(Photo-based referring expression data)
▬▬▬▬▬▬▬▬▬▬

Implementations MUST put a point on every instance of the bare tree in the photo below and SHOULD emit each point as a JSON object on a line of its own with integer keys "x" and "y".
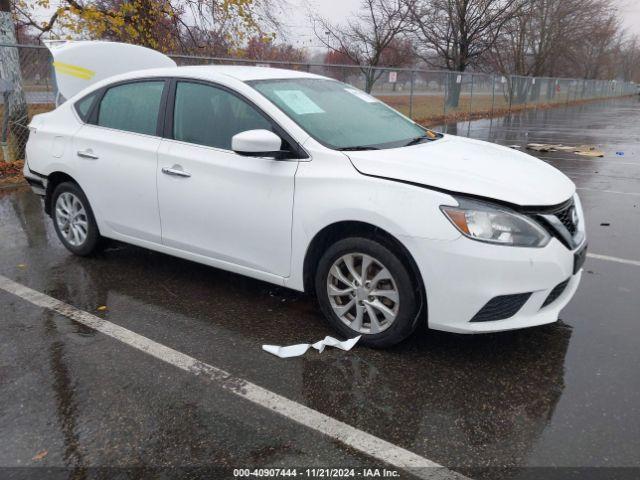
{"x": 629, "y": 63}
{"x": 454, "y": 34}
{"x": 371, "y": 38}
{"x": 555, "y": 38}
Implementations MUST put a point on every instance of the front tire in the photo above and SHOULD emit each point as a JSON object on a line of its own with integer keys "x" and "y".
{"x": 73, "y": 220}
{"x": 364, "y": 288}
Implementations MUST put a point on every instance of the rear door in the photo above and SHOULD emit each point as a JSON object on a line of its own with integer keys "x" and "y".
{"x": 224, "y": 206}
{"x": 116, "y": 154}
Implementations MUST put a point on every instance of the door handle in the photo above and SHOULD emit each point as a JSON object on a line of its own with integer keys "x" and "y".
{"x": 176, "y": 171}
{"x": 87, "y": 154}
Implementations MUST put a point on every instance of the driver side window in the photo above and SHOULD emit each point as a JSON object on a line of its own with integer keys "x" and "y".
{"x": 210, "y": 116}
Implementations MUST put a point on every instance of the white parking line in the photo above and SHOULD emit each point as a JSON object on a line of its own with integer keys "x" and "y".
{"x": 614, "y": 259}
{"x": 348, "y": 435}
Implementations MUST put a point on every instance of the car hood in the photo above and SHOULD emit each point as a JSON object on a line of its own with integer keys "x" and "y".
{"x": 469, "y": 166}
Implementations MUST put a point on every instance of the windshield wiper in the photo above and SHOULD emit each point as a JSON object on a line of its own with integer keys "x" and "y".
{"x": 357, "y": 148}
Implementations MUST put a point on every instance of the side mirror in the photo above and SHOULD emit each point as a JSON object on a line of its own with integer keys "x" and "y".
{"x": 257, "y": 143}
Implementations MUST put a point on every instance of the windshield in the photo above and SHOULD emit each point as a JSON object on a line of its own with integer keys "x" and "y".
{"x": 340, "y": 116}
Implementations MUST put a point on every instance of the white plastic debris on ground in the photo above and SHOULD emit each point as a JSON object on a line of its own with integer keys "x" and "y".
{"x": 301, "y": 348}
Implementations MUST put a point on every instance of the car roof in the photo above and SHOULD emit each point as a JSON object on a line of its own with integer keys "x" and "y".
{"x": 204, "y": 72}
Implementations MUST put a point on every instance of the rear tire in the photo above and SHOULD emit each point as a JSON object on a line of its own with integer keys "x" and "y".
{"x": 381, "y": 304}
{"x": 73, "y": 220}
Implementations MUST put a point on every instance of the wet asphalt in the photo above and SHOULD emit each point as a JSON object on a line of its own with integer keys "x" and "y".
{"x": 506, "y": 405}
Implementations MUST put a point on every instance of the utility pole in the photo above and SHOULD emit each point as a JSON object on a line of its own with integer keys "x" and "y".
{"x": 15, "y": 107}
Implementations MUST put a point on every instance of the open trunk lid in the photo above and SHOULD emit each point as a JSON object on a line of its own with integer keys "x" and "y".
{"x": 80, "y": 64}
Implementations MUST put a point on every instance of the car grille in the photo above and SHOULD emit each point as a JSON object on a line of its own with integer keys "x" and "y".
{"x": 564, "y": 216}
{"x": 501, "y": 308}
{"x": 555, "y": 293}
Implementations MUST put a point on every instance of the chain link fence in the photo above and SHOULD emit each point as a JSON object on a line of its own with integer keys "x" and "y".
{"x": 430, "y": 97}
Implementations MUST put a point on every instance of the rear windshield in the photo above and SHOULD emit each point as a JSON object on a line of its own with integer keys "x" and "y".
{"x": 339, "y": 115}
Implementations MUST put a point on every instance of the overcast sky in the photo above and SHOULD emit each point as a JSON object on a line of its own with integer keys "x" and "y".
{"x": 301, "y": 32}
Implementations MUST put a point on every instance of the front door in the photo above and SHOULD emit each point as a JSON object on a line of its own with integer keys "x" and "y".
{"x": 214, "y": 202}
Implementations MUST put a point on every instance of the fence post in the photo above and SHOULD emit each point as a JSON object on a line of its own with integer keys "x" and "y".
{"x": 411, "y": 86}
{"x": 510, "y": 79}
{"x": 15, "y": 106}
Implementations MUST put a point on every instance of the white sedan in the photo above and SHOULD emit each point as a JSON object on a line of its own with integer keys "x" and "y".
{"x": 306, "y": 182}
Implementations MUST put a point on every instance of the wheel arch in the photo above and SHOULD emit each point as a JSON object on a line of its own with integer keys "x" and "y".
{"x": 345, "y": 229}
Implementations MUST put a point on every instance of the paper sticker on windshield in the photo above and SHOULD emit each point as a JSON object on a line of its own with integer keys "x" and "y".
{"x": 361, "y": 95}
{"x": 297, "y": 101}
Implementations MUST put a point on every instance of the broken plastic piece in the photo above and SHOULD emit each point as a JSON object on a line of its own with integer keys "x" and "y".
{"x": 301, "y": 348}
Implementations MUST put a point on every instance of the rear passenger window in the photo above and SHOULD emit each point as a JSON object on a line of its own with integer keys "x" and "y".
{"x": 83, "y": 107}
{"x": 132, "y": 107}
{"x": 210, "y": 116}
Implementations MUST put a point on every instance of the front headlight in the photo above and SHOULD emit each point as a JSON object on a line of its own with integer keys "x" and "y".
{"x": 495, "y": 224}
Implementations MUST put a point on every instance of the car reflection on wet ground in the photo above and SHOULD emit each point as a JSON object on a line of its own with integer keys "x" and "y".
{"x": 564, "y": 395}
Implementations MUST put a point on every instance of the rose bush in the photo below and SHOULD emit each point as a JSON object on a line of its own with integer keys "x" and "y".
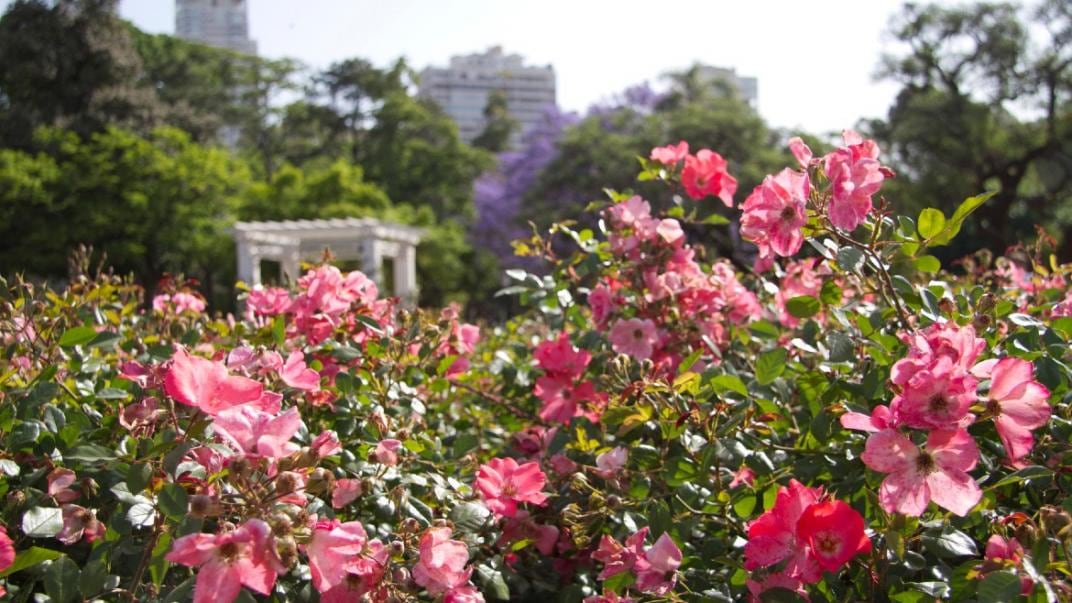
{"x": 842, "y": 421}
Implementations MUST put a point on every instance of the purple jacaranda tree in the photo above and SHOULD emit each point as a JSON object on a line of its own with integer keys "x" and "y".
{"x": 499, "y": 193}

▬▬▬▬▬▬▬▬▬▬

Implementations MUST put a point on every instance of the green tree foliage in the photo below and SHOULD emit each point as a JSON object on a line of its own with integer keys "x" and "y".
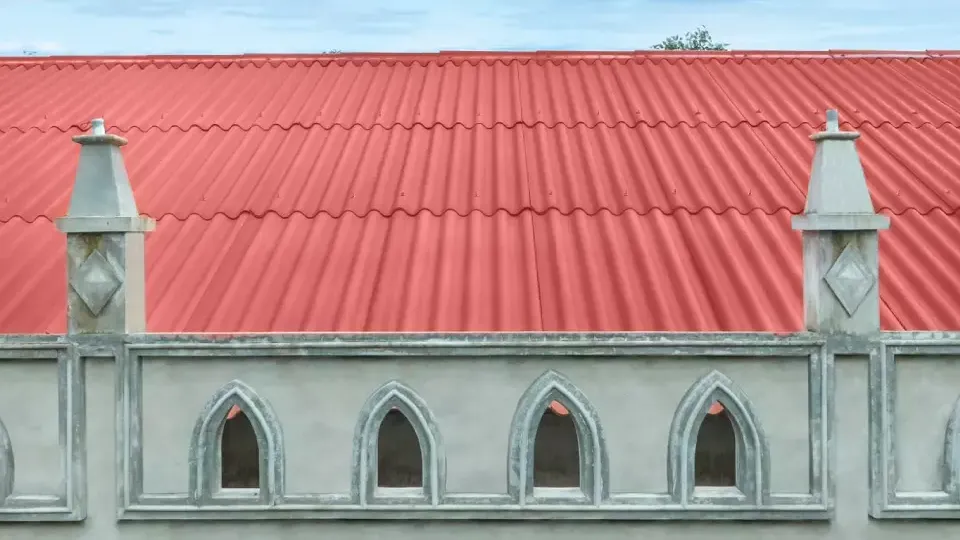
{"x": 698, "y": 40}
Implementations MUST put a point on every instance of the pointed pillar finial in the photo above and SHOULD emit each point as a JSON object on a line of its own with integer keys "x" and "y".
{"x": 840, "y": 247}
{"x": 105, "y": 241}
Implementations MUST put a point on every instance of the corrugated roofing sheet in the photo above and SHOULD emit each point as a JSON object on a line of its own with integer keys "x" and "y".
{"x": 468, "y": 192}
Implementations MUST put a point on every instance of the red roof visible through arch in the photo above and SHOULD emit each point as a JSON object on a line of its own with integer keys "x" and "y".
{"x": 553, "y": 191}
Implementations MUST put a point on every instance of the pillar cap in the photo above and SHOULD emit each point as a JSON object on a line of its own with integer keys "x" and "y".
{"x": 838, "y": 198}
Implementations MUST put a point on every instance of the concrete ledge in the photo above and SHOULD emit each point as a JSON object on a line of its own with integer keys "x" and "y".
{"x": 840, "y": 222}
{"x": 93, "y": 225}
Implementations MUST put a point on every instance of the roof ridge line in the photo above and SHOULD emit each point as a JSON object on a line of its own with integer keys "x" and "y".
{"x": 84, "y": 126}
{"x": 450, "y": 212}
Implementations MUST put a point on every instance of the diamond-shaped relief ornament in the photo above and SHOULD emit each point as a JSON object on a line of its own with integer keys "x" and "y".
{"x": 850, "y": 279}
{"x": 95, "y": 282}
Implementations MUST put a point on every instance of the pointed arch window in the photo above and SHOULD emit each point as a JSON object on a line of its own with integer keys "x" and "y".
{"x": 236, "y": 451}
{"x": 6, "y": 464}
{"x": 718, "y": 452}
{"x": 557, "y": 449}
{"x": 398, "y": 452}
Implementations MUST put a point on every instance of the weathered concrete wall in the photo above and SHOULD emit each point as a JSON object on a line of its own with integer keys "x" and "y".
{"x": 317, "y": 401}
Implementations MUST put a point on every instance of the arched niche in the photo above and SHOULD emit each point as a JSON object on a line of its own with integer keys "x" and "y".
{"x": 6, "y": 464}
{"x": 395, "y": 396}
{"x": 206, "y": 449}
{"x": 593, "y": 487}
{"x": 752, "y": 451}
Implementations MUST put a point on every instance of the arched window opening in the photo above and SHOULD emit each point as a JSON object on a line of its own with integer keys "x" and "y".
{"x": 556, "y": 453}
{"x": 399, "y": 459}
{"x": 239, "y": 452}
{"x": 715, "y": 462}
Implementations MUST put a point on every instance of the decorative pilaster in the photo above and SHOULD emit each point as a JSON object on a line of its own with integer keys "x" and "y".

▬▬▬▬▬▬▬▬▬▬

* _WHAT THIS TASK INVOLVES_:
Return only the lines between the one holding "the arched window" and the one holding "of the decorative", inclusive, exactly as they appear above.

* _EXERCISE ANSWER_:
Implementations MUST put a point on every instance of the arched window opening in the photo above and SHOULD emit each point as a JSON object on a line of its own with integer keys "x" and "y".
{"x": 556, "y": 453}
{"x": 399, "y": 459}
{"x": 239, "y": 452}
{"x": 715, "y": 462}
Implementations MUST put a point on every instance of the decorative pilaster in the photo above and SHOULD emit each point as a JSON object on a line of its own with integer keys "x" and "y".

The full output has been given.